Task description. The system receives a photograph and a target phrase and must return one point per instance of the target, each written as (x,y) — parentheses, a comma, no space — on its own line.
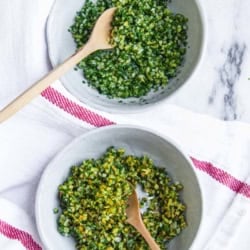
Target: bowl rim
(111,127)
(139,108)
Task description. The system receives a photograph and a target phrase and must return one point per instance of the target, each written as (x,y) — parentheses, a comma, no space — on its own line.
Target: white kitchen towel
(30,139)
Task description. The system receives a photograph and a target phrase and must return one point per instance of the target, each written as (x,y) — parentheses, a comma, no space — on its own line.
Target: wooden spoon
(134,219)
(99,40)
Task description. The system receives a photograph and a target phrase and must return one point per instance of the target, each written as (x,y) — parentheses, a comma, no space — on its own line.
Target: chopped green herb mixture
(93,202)
(150,44)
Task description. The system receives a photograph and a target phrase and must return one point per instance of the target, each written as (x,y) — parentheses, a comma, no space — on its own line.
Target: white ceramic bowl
(61,45)
(136,141)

__PROBLEM REQUIREMENTS__: Pictures are not part of the copy. Restate everything else in the listing word for word.

__RESPONSE__:
Task description. The system receives a photograph and a target phrase and must return one point per instance of the target, each written as (x,y) — parentheses, a comma, no space — on its own line.
Target: bowl rim
(111,127)
(139,108)
Task description. The system receives a photograph and a target phrase and must return one point per instance of the target, each written as (x,y) — parentheses, a comma, no space — on its own line.
Target: white kitchen towel
(30,139)
Task description. The system receives a photograph and a target phrase and must return one point per instance of the target, each written as (x,y) — parentheses, a comma, no space — on its own line.
Target: wooden spoon
(134,219)
(99,40)
Task description. The system receives a photograph and a target phrase and must return one point per instance of the target, each written as (x,y) — parentheses, a comma, no space — on its own line.
Target: chopped green herb mixture
(93,202)
(150,44)
Task description. The system receives a photograph and a target phrase and must return one point per instance of the target, each written as (x,y) — parentheses, a comma, no space — on its own line.
Target: white ceramic bowl
(61,45)
(136,141)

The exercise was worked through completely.